Ana Redondo, ministra de Igualdad, asegura que las incidencias solo afectaron a procesos judiciales ya tramitados, y que «no consta que se haya producido un número elevado de sobreseimientos o absoluciones de agresores». (Imagen: RTVE)

La confianza en el sistema y el rol del Poder Judicial

La confianza en el sistema judicial y en las medidas de protección que este impone es un pilar esencial para que las víctimas de violencia de género se atrevan a denunciar y a seguir adelante con los procedimientos. La dejadez en la gestión de las pulseras telemáticas, si bien es un problema administrativo, erosiona directamente la credibilidad del Poder Judicial como garante de la seguridad de las personas. Los jueces y tribunales, al acordar una orden de alejamiento con dispositivo de seguimiento, confían en que la medida será efectiva y que el sistema funcionará de manera impecable. Ello me obliga a deducir que cualquier fallo en el eslabón administrativo de esta cadena de protección pone en riesgo no solo a la víctima concreta, sino también la percepción general de que el sistema funciona.

La remisión de informes por parte de la Audiencia de Granada y la comunicación de incidencias desde Galicia al Ministerio de Igualdad son ejemplos, unidos a manifestaciones del Consejo General del Poder Judicial y de la Fiscalía General del Estado, de cómo el Poder Judicial, al detectar las disfunciones, actuó conforme a su deber de vigilancia. No obstante, la inacción o la respuesta tardía de la administración estatal anula, de facto, la eficacia de las medidas cautelares adoptadas por los jueces. El sistema, en su conjunto, debe ser una máquina bien engrasada, donde cada pieza cumpla su función con diligencia y sin fallos. Cuando un eslabón falla, la cadena se rompe y la protección se desvanece, dejando a la víctima en una posición de vulnerabilidad que el sistema precisamente busca evitar. Por lo tanto, entiendo que la subsanación de estas deficiencias no es una cuestión de mero procedimiento, sino una obligación ética y jurídica que recae sobre los hombros de quienes gestionan estos instrumentos de protección.

___

**OBJETIVOS**.
• 1. Indica si cada afirmación concuerda con el texto sobre las pulseras telemáticas y cita las palabras exactas del texto que lo deciden. (a) La dejadez en la gestión de las pulseras telemáticas es un problema administrativo. (b) La subsanación de las deficiencias es una cuestión de mero procedimiento. (c) Según la ministra de Igualdad, las incidencias afectaron a procesos judiciales aún pendientes.
• 2. Continúa el texto sobre las pulseras telemáticas con un párrafo que arranque tras su última oración.

___

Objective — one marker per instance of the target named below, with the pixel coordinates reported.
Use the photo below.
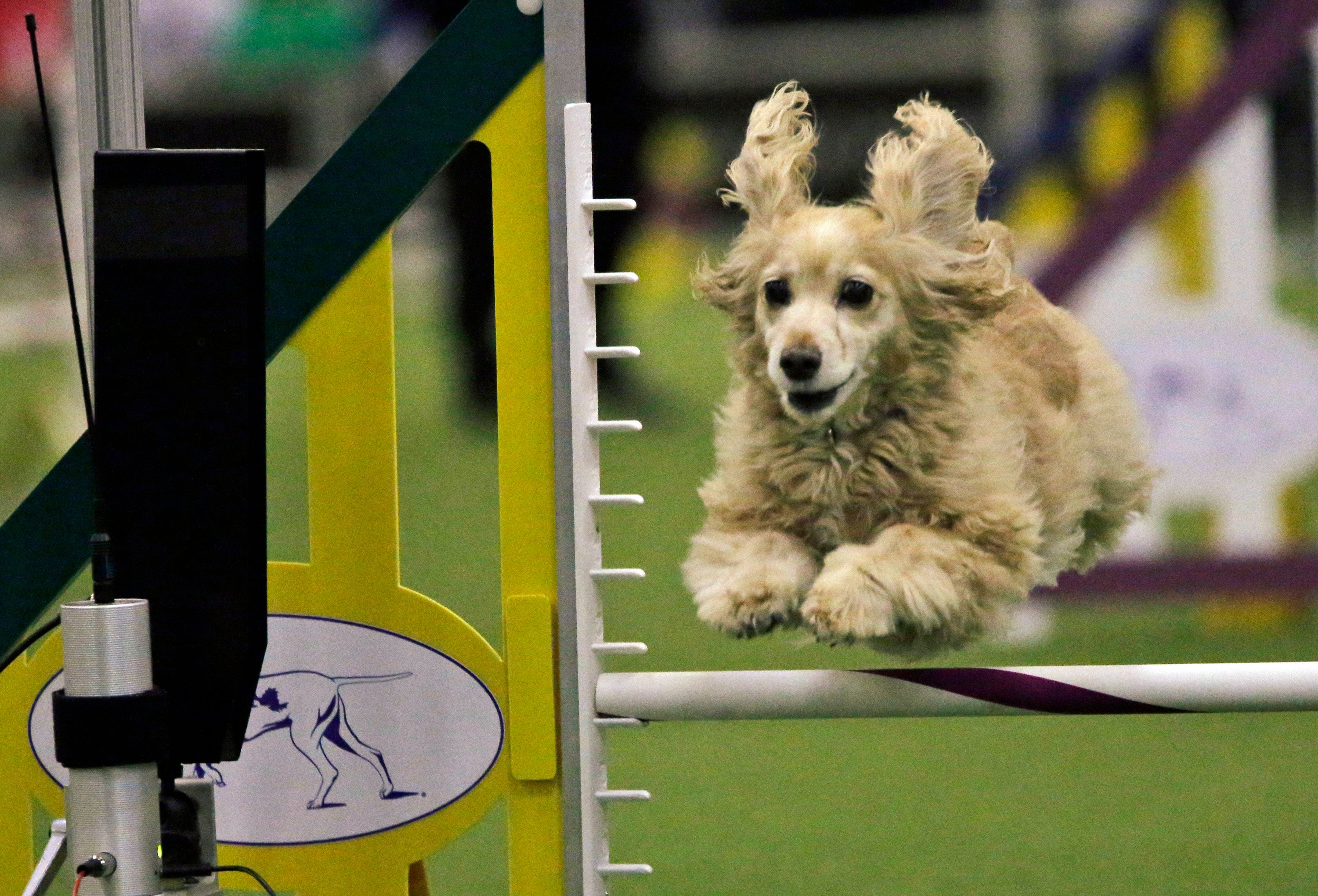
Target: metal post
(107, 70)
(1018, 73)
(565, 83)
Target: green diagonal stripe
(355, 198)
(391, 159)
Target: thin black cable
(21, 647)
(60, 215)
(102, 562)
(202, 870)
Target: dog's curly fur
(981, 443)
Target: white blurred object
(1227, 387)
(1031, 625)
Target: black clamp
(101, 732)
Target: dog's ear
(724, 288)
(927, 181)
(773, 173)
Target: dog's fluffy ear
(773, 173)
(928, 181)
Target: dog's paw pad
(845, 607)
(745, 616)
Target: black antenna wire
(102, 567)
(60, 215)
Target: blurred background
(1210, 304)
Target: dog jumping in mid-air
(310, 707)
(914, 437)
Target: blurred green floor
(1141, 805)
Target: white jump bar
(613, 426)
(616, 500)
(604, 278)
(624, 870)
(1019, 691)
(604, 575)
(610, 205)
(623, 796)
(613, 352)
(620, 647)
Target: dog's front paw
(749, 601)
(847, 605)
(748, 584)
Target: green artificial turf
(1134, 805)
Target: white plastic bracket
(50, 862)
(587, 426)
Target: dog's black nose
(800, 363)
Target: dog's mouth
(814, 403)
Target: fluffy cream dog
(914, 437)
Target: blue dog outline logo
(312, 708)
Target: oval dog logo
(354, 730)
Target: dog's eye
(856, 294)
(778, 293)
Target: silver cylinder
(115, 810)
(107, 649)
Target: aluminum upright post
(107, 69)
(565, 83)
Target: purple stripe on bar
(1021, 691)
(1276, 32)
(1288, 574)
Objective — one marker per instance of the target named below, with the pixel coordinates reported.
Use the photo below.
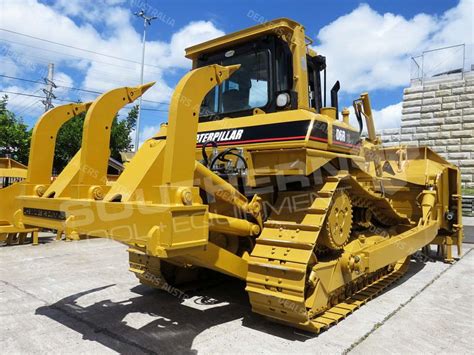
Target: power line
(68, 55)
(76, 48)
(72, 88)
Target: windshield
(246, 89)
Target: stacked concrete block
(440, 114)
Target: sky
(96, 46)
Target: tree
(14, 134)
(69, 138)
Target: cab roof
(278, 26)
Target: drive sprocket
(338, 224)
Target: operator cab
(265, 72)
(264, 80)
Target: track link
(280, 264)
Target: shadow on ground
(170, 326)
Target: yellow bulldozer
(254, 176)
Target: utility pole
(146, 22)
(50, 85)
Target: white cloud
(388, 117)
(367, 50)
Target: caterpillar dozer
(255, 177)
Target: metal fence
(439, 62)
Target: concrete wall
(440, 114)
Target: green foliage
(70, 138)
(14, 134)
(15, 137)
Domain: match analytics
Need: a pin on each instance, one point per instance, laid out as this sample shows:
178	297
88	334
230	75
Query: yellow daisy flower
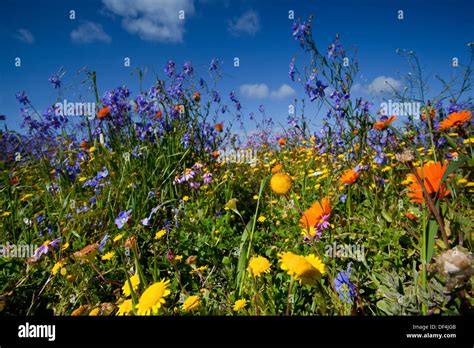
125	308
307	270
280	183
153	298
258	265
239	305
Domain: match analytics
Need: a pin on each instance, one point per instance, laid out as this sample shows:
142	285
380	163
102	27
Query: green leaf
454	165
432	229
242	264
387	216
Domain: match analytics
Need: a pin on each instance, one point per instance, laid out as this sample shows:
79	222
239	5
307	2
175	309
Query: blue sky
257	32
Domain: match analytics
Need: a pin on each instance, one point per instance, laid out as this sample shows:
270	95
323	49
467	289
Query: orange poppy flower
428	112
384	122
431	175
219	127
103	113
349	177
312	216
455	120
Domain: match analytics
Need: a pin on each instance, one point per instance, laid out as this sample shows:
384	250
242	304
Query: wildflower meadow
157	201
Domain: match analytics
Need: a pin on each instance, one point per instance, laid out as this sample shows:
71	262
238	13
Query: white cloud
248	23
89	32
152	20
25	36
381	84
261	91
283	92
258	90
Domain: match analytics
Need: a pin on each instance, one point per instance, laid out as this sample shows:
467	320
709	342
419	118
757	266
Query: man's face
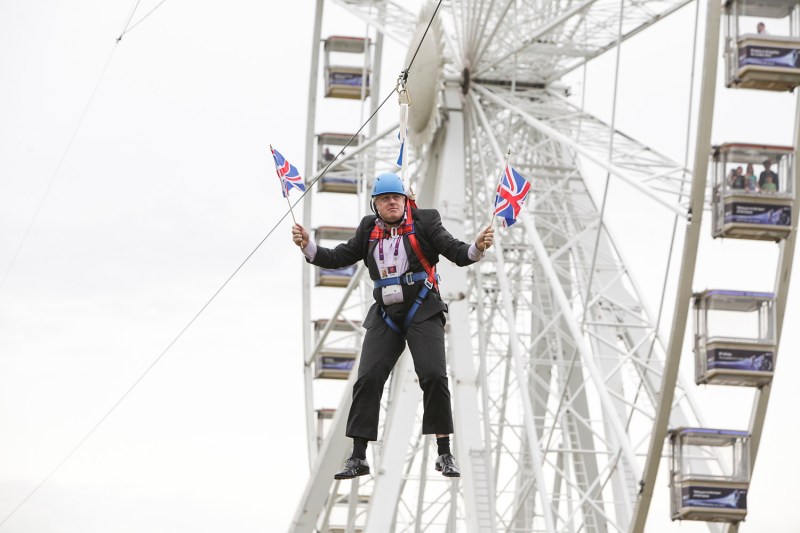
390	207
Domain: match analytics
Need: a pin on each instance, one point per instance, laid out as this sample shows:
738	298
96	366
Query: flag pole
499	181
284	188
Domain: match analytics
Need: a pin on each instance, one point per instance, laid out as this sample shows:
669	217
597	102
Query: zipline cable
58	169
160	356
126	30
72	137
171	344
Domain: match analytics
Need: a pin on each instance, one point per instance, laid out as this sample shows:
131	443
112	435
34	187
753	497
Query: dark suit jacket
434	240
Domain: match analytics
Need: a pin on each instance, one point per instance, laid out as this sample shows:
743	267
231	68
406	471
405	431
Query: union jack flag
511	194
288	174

___

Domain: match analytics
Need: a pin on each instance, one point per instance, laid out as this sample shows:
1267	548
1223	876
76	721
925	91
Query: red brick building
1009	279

___

**RESULTADOS FINALES**.
• 1.
(a) Sí: «si bien es un problema administrativo».
(b) No: «no es una cuestión de mero procedimiento, sino una obligación ética y jurídica».
(c) No: «las incidencias solo afectaron a procesos judiciales ya tramitados».

• 2.
Perspectivas de futuro y responsabilidad política

La situación actual exige una reflexión profunda sobre la responsabilidad política y la necesidad de una rendición de cuentas. La ministra de Igualdad, Ana Redondo, ha descartado su dimisión, argumentando que se está realizando un «gran trabajo», una afirmación que contrasta con las evidencias de las deficiencias señaladas por los organismos del propio sistema. El anuncio de un nuevo contrato para la gestión de las pulseras parece un reconocimiento tardío de que el sistema actual no funciona como debería, pero la pregunta sigue siendo por qué no se actuó con anterioridad, cuando las alertas ya habían sido emitidas. Lo anterior me sugiere que la situación se ha gestionado con una mezcla de negación y reactividad, en lugar de con la anticipación y la proactividad que demanda un tema de esta gravedad.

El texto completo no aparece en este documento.